Please express the material below as a JSON list of strings, one string per line, starting with the line containing "Point to every instance of the blurred" and going on through the end of the material. Include only those lines and leave out any blank ones.

----

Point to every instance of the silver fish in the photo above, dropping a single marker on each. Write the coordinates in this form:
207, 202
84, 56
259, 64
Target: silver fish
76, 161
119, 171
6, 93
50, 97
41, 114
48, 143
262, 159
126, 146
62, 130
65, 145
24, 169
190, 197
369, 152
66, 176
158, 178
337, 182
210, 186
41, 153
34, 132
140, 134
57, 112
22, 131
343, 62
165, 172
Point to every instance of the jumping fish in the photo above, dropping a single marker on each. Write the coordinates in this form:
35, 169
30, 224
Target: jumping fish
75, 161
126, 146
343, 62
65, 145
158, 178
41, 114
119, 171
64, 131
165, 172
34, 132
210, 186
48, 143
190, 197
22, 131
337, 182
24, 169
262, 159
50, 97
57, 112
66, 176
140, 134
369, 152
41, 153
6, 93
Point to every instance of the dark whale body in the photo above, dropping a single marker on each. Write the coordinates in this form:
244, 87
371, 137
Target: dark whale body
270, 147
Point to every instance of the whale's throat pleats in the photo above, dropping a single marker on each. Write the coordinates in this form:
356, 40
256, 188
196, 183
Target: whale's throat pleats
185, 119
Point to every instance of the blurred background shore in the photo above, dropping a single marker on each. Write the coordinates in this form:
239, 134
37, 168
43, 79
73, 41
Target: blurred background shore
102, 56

----

Problem solution:
[
  "Point to every instance of the blurred background shore in the photo above, dropping a single marker on each. Write the coordinates in this form:",
  "239, 134",
  "37, 168",
  "43, 79",
  "73, 41",
  "Target: blurred background shore",
  "102, 56"
]